- **YOUR TASK**: Below are records; reproduce exactly the lines from the first through the one containing "Could you identify the parked".

- **Dataset entries**:
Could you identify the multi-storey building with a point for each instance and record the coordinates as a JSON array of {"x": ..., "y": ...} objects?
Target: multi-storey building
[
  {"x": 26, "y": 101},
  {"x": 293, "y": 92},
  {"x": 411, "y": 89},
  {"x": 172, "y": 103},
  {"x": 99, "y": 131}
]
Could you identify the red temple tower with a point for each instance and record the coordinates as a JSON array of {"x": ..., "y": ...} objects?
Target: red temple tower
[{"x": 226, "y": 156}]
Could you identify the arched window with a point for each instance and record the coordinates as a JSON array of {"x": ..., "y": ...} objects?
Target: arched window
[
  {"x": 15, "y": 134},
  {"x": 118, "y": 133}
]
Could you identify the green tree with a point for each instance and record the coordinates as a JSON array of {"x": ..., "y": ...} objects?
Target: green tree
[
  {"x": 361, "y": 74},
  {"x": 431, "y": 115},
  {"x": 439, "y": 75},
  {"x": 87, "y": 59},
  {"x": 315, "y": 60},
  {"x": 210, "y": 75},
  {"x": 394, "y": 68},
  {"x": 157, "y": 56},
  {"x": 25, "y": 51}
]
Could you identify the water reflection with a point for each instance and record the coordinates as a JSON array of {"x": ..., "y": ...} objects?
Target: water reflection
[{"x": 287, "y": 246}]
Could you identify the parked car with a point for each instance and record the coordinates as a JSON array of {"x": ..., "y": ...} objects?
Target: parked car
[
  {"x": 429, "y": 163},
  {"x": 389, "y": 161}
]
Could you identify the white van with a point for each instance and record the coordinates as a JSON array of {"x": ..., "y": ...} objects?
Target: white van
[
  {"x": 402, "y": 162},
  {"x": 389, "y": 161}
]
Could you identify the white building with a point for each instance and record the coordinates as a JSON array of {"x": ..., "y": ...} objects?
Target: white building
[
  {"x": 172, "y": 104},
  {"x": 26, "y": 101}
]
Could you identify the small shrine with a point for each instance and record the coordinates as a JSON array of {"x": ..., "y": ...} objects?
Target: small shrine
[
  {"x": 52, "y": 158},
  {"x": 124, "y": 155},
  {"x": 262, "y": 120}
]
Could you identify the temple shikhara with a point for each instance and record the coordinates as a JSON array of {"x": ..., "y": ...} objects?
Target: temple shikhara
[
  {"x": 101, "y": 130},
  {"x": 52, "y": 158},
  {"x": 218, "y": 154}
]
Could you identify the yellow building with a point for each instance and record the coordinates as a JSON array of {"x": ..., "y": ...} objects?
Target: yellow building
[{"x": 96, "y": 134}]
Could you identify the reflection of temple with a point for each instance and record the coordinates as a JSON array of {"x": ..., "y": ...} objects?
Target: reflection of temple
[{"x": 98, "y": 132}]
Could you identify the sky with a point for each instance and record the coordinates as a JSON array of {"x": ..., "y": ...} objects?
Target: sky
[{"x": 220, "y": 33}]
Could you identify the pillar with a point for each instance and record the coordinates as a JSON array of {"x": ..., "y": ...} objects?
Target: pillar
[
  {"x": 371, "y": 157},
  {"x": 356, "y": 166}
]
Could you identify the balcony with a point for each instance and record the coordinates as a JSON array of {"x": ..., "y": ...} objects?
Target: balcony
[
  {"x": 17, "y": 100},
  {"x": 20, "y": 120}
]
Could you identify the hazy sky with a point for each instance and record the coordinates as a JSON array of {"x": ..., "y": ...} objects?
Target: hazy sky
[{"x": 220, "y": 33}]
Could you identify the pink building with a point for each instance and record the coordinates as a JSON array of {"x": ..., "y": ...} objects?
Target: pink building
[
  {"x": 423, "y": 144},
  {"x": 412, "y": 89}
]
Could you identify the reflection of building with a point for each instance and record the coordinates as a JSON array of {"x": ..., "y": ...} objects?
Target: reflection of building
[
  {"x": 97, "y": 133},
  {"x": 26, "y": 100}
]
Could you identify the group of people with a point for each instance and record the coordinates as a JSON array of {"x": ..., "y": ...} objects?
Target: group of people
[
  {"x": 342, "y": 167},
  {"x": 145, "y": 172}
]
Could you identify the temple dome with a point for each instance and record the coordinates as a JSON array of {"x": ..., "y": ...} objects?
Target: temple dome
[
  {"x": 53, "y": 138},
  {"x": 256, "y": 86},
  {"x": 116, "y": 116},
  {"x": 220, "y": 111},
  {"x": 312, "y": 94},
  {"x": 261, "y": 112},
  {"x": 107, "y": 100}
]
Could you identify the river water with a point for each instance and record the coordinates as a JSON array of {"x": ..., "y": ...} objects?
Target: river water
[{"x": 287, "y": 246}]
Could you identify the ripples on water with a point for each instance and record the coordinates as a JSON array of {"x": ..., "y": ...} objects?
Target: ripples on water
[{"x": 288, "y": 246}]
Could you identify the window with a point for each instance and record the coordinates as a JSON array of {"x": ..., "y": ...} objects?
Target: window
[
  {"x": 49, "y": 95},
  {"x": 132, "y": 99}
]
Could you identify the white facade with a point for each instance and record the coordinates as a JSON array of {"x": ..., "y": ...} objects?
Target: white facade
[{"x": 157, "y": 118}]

- **FINAL ANSWER**:
Could you identify the multi-storey building with a point for each instance and record the coordinates as a JSON array of {"x": ..., "y": ...} objects?
Target: multi-storey building
[
  {"x": 26, "y": 101},
  {"x": 293, "y": 92},
  {"x": 411, "y": 89},
  {"x": 172, "y": 103},
  {"x": 99, "y": 131}
]
Could you identify the red temple tower with a point for each instance and record the coordinates as a JSON array of {"x": ..., "y": ...} objects?
Target: red temple tower
[{"x": 226, "y": 156}]
Could you identify the arched window with a point for each instance and record the coordinates as a JSON array of {"x": ..., "y": ...} objects?
Target: arched window
[
  {"x": 15, "y": 134},
  {"x": 118, "y": 133}
]
Could you identify the green tree with a point for each instance and record the coordinates as a JSON array of {"x": ..., "y": ...} objects?
Target: green tree
[
  {"x": 361, "y": 74},
  {"x": 431, "y": 115},
  {"x": 439, "y": 75},
  {"x": 87, "y": 59},
  {"x": 315, "y": 60},
  {"x": 210, "y": 75},
  {"x": 394, "y": 68},
  {"x": 157, "y": 56},
  {"x": 25, "y": 51}
]
Could you identify the water reflection with a point for each instance and record the coordinates as a JSON array of {"x": ..., "y": ...} objects?
Target: water reflection
[{"x": 287, "y": 246}]
Could you identify the parked car with a point for each instance and record the coordinates as a JSON array of {"x": ..., "y": ...} objects?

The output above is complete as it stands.